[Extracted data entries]
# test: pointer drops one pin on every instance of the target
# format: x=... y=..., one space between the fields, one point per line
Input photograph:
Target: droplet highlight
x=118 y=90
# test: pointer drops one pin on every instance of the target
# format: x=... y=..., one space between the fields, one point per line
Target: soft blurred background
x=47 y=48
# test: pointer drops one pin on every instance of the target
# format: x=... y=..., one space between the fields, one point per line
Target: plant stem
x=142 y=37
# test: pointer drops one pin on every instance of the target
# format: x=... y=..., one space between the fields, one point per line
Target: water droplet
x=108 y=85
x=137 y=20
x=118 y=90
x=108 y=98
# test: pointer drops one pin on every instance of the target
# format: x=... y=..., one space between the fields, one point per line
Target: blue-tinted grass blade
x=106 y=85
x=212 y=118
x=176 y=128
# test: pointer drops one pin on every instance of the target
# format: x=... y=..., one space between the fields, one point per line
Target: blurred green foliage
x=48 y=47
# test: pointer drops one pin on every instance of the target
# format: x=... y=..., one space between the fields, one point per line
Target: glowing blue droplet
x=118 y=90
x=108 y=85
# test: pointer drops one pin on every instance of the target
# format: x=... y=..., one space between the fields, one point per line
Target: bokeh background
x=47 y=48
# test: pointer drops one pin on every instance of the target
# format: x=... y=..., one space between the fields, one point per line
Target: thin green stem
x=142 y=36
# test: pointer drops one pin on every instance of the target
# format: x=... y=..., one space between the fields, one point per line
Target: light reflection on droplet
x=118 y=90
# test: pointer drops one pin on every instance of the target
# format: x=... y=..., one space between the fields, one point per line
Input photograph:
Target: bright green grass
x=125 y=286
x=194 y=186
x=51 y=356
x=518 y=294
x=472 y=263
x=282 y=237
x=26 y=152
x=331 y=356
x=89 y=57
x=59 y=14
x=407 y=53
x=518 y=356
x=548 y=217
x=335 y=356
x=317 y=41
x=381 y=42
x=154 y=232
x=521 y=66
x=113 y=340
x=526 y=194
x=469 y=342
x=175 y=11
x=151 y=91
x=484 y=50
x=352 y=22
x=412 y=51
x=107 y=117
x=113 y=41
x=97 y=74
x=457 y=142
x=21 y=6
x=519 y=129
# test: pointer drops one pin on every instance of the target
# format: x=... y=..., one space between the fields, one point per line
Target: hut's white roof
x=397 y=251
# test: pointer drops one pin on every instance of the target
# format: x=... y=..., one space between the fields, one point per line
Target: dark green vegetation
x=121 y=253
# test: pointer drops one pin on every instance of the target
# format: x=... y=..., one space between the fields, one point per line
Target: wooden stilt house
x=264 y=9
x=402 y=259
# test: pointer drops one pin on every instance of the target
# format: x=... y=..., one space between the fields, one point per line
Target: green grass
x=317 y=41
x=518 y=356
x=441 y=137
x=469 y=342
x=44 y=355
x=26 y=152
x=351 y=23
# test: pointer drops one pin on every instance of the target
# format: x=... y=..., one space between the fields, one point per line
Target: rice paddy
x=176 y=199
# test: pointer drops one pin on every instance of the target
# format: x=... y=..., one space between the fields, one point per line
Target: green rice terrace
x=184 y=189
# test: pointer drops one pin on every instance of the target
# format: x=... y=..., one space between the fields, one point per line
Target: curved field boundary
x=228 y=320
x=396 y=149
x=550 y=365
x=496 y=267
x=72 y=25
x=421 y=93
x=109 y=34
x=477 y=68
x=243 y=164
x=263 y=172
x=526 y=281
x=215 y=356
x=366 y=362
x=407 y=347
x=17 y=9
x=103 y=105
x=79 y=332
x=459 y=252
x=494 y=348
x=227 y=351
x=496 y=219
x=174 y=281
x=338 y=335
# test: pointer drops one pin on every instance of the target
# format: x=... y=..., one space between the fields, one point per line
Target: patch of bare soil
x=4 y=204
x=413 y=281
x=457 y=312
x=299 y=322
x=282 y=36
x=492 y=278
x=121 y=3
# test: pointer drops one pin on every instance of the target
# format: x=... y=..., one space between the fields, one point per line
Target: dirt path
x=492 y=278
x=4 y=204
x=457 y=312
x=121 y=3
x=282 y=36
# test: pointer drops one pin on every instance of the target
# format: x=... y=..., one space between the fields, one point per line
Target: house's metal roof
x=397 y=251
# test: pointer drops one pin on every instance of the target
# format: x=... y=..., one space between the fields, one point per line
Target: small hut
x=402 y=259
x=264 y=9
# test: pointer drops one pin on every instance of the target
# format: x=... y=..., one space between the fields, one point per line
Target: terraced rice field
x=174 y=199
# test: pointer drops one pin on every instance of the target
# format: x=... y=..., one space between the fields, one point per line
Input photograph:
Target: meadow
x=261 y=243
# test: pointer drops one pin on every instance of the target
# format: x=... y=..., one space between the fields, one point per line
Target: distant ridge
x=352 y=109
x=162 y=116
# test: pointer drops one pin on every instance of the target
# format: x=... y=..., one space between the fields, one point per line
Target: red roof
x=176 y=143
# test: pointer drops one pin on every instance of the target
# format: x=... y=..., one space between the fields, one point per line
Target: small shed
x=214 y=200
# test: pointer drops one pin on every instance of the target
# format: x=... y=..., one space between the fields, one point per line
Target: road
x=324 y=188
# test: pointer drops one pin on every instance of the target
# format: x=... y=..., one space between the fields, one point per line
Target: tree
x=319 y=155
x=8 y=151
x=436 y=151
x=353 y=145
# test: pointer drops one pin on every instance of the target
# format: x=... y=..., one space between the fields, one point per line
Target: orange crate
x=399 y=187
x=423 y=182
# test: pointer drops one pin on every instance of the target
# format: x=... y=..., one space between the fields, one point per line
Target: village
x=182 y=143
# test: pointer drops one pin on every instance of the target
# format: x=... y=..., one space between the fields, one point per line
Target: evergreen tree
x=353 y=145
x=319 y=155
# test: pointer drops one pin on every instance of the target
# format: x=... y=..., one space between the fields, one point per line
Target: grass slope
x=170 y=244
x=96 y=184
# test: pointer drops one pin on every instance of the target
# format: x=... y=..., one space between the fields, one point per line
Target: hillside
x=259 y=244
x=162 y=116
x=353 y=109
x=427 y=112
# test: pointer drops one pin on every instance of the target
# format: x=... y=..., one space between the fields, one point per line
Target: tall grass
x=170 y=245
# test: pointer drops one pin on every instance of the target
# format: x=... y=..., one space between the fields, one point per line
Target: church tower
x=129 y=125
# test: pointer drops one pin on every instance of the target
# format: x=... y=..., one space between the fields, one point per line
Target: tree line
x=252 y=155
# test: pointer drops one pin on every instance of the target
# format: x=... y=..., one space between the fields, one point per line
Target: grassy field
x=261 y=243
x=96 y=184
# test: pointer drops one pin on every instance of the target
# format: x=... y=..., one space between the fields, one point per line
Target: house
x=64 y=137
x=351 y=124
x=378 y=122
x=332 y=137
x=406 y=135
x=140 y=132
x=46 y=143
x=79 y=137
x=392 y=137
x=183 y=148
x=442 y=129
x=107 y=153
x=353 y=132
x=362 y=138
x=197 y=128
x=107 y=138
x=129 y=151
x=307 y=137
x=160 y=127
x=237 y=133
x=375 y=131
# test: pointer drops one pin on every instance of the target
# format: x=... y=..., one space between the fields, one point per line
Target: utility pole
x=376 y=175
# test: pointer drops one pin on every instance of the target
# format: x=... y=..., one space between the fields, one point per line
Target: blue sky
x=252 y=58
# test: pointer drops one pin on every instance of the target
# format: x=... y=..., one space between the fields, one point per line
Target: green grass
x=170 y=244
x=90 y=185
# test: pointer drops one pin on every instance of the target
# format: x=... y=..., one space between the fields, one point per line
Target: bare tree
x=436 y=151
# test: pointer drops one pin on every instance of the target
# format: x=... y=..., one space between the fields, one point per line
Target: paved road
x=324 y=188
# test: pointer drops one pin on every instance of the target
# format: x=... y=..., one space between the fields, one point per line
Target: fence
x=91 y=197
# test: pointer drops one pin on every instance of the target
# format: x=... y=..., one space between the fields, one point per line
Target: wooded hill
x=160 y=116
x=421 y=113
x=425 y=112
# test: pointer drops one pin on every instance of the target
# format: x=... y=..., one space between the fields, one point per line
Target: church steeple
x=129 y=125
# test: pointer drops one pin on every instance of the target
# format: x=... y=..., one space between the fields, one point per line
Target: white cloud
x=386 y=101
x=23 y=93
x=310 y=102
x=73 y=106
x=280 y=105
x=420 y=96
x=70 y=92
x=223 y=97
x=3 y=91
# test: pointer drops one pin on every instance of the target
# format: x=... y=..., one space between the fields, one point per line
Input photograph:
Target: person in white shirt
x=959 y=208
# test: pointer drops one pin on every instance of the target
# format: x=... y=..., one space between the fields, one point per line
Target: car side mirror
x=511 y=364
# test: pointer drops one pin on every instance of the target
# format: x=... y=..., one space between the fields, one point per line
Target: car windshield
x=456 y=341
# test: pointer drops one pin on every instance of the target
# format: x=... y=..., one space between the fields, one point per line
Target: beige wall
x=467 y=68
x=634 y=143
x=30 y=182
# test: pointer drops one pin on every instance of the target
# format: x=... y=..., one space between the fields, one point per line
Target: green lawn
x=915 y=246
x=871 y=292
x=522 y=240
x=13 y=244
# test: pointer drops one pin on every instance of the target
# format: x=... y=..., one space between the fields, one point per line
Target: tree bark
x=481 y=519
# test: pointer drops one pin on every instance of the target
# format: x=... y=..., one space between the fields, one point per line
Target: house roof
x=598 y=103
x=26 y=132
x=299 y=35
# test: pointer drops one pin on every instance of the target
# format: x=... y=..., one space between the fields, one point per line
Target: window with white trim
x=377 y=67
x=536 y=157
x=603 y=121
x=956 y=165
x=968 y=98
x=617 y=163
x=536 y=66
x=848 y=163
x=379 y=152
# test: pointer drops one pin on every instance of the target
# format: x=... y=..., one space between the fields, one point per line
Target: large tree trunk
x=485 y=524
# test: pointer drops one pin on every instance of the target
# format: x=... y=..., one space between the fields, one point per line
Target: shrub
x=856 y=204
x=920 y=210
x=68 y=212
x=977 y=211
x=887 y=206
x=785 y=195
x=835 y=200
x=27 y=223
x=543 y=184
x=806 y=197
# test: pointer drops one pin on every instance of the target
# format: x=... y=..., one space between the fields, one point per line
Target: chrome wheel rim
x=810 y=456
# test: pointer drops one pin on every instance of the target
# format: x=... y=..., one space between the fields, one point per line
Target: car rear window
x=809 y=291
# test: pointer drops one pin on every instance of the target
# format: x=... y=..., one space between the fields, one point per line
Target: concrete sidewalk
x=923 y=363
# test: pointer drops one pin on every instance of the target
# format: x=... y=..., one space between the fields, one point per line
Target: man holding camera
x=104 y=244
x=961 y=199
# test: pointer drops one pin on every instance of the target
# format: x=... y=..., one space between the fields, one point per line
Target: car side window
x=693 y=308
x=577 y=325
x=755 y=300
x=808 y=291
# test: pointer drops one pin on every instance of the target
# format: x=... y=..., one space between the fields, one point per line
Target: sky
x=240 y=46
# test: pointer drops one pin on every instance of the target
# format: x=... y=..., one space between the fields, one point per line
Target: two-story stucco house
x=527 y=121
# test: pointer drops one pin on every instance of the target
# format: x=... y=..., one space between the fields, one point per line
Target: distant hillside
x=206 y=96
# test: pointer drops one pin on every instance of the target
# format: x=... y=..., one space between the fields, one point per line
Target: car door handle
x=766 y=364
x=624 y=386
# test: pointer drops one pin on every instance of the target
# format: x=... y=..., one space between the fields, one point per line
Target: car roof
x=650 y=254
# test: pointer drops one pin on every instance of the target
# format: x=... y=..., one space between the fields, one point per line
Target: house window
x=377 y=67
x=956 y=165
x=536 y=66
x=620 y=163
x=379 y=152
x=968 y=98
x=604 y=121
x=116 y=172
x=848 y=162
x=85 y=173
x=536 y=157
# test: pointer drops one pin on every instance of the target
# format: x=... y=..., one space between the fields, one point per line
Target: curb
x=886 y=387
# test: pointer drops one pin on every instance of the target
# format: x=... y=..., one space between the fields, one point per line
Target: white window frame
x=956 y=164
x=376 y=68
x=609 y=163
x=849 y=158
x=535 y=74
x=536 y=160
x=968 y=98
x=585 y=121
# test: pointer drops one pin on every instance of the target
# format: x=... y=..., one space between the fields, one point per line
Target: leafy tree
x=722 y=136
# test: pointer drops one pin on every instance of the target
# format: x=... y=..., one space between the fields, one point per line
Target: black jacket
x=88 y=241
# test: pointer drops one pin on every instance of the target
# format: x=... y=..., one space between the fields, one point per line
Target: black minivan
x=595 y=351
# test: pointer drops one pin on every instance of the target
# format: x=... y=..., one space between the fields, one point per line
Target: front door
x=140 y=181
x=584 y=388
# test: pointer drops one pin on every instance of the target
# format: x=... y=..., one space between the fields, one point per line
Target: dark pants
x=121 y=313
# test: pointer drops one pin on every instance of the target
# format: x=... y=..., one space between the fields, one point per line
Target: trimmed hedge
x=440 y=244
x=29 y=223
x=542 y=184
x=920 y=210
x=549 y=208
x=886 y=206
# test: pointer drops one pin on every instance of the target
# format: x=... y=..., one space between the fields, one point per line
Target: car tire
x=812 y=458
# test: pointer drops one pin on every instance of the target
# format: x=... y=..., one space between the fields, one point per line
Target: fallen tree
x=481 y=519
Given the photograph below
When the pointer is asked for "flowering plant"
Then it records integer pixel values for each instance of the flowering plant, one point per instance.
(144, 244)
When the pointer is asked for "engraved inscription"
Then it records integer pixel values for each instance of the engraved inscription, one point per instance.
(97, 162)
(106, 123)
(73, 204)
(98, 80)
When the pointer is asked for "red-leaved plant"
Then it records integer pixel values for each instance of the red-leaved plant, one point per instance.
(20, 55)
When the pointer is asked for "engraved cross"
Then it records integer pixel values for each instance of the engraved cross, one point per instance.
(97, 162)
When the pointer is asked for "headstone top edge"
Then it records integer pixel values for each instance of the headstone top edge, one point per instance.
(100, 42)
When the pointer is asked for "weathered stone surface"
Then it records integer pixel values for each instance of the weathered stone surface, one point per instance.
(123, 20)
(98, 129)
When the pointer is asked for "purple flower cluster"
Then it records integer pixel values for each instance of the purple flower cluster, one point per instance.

** Written request **
Convert the data, from the first line through the line containing "x=176 y=128", into a JSON list of strings with one string per line. Leave out blank lines.

** Task response **
[
  "# test: pointer drops one pin on every instance of the target",
  "# format: x=... y=..., one space between the fields, one point per line",
  "Input photograph:",
  "Target: droplet highlight",
  "x=118 y=90",
  "# test: pointer drops one pin on every instance of the target",
  "# format: x=... y=..., one space between the fields, one point per line",
  "Target: soft blurred background",
  "x=47 y=48",
  "# test: pointer drops one pin on every instance of the target",
  "# format: x=... y=..., one space between the fields, one point per line",
  "Target: plant stem",
  "x=142 y=37",
  "# test: pointer drops one pin on every instance of the target",
  "# format: x=... y=..., one space between the fields, one point per line",
  "Target: water droplet",
  "x=108 y=85",
  "x=137 y=20",
  "x=118 y=90",
  "x=108 y=98",
  "# test: pointer drops one pin on every instance of the target",
  "# format: x=... y=..., one space between the fields, one point per line",
  "Target: blue-tinted grass blade",
  "x=106 y=85",
  "x=212 y=118",
  "x=176 y=128"
]